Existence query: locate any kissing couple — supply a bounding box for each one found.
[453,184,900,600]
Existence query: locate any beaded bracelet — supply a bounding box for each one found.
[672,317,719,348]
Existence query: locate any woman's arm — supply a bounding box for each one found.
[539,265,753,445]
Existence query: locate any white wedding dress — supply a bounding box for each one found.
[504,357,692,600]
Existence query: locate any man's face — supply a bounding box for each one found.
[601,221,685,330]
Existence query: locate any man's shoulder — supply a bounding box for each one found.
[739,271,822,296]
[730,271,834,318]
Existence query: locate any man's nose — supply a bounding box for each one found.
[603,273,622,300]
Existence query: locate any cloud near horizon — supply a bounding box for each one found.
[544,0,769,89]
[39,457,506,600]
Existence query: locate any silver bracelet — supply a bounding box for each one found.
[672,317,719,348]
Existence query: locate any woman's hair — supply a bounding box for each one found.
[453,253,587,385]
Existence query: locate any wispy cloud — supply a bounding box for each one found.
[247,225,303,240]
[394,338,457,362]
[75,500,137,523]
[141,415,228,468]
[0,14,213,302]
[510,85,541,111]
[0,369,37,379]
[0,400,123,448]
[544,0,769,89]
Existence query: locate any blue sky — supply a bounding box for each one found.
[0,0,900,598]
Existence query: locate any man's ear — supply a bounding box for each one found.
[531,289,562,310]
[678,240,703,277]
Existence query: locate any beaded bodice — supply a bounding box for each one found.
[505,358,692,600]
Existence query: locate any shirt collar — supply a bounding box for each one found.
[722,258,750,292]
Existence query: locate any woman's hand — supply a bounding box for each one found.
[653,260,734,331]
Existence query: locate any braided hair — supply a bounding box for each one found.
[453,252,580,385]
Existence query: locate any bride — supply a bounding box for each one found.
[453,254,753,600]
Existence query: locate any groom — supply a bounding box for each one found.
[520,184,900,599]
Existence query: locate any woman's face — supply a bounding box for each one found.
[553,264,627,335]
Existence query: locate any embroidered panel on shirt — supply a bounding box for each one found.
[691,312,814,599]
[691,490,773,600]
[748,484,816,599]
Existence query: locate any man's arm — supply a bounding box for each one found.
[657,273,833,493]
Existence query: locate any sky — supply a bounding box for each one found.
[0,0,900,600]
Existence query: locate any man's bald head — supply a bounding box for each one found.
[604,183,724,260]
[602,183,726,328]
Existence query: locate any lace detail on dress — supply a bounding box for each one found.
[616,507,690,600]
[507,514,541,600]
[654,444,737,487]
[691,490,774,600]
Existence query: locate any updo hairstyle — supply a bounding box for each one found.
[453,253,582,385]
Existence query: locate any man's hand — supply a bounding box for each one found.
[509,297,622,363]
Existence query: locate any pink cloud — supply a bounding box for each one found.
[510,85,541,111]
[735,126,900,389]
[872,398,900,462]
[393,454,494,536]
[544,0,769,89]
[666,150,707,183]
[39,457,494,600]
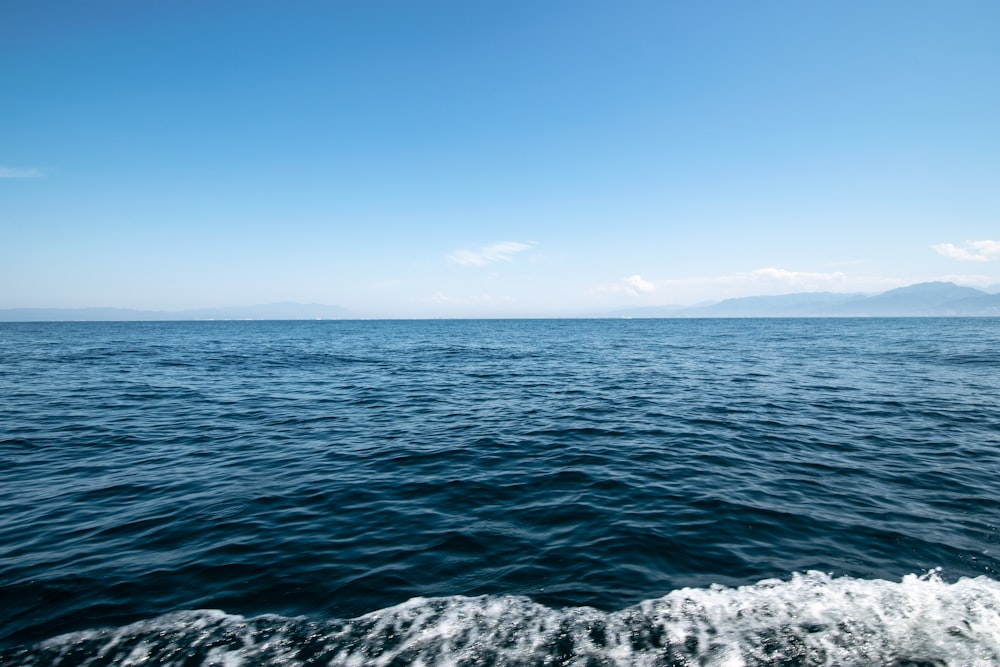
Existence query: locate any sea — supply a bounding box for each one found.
[0,318,1000,667]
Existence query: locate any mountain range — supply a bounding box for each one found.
[0,282,1000,322]
[615,282,1000,317]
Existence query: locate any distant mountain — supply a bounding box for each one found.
[683,292,865,317]
[833,282,1000,317]
[609,282,1000,317]
[0,302,358,322]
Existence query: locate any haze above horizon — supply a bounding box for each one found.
[0,0,1000,317]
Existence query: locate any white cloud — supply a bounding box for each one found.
[417,292,514,306]
[448,241,532,266]
[625,274,656,293]
[931,240,1000,262]
[0,167,45,178]
[595,274,656,296]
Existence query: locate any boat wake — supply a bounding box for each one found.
[7,572,1000,667]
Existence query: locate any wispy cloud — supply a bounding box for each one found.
[0,167,45,178]
[448,241,532,266]
[595,273,656,296]
[931,240,1000,262]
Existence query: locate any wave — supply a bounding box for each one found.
[7,571,1000,667]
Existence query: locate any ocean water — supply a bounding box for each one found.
[0,319,1000,667]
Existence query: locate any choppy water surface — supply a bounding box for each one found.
[0,319,1000,665]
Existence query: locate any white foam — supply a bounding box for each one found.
[19,572,1000,667]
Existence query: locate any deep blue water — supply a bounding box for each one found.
[0,319,1000,665]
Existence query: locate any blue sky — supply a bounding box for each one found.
[0,0,1000,316]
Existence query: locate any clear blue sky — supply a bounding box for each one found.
_ _ _ _
* BRIEF:
Copy every one of the records above, replacing "Existence query" with "Presence check" and changing nothing else. Leave the pictures out of your answer.

* RESPONSE:
Presence check: locate any kissing couple — supply a bounding box for each one found.
[453,184,900,600]
Presence check: locate any beaded bracelet — supply a bounding box for each one found.
[672,317,719,348]
Presence check: locate any woman's arm — supply a bounding box for each one found.
[539,265,753,445]
Presence check: locate any white wedding dress — supply a bounding box for each one found.
[504,357,692,600]
Presence check: locate any man's face — supply a bounding box for each one found.
[601,221,685,330]
Presence check: locate any man's shoulder — supply a bounding box for each one found.
[739,271,822,296]
[730,271,834,318]
Presence check: locate any man's nose — supply a bounding box for each one found.
[603,273,622,300]
Presence check: locate any cloud near horizon — supply a bounding box for each one found.
[544,0,769,89]
[39,457,506,600]
Presence check: locate any silver bracelet — supply a bounding box for each one found.
[672,317,719,348]
Presence check: locate any woman's hair — supply a bounding box for each one found.
[453,253,587,385]
Presence check: locate any wispy cloud — supply a bounding box for each one found.
[247,225,303,240]
[394,338,457,362]
[75,500,137,523]
[141,415,228,468]
[0,14,213,302]
[510,85,541,111]
[0,369,37,379]
[0,400,123,448]
[544,0,769,89]
Presence check: locate any blue sky — supply a bounding box for each one found.
[0,0,900,598]
Presence check: locate any man's ear — supply a bounding box for each one found.
[531,289,562,310]
[678,240,703,277]
Presence check: locate any beaded bodice — supply a bounding box for each one found.
[505,358,692,600]
Presence check: locate any shirt collar — supply a bounding box for each one found.
[722,258,750,292]
Presence check: locate any woman's hand — supply a bounding box for each one found.
[653,260,734,331]
Presence check: locate any braided hair — supply a bounding box for each one found.
[453,252,580,385]
Presence check: locate any bride — supply a bounding box for each one found.
[453,254,753,600]
Presence check: locate any groom — supply a bounding box for each one found.
[520,184,900,599]
Presence check: locate any woman's face — supply a bounding box for each one found.
[553,264,627,335]
Presence check: locate any embroidered panel on shirt — supply a bounding box for each one found.
[691,312,814,599]
[691,490,773,600]
[748,484,816,599]
Presence check: locate any man's arm — supply a bounding box for each one found.
[657,273,833,493]
Presence check: locate any sky — supply a bounding box for each one found.
[0,0,900,600]
Presence check: locate any man's bald head — supply a bounding box for each one found.
[604,183,724,260]
[602,183,726,328]
Presence check: locate any lace detail on dress — supply a bounding box for each one found.
[616,507,690,600]
[507,514,541,600]
[654,444,737,487]
[691,490,774,600]
Presence check: locate any updo hairstyle — supply a bounding box for each one found.
[453,253,582,385]
Presence check: locate any man's hand — supply a bounding box for each one found.
[509,297,622,363]
Presence check: locate any pink cloud — supply a bounding box for each one found.
[510,85,541,111]
[735,126,900,389]
[872,398,900,462]
[393,454,494,536]
[544,0,769,89]
[666,150,707,183]
[39,457,494,600]
Presence check: locate any sea — supply a bounding box for each one found.
[0,318,1000,667]
Presence check: locate any mountain range — supply a bounding box for each one found.
[0,282,1000,322]
[615,282,1000,317]
Presence check: locate any distant mountain — supply a bounding box for each one found.
[683,292,865,317]
[833,282,1000,317]
[609,282,1000,317]
[0,302,358,322]
Presence check: locate any haze above horizon — supply a bounding box for each one found.
[0,0,1000,317]
Presence check: locate any white cloud — supply a bounding box for each one found.
[417,292,514,306]
[448,241,532,266]
[625,274,656,293]
[931,240,1000,262]
[0,167,45,178]
[595,274,656,296]
Presence check: locate any boat wake — supply a bounding box for each one found.
[7,572,1000,667]
Presence check: locate any wispy cloud — supply a bounding box for each one found.
[0,167,45,178]
[448,241,532,266]
[595,273,656,296]
[931,240,1000,262]
Presence check: locate any wave — supply a bounding box for each one found.
[7,571,1000,667]
Presence check: locate any ocean water — supply a bounding box for each one found.
[0,319,1000,667]
Presence check: locate any choppy water surface — supply a bounding box for each one found.
[0,319,1000,665]
Presence check: locate any white foam — supply a bounding box for each one found.
[19,572,1000,667]
Presence check: locate any deep blue water — supply a bounding box for each one found.
[0,319,1000,665]
Presence check: locate any blue sky — supply a bounding box for each one found.
[0,0,1000,316]
Presence check: locate any clear blue sky — supply a bounding box for each one found.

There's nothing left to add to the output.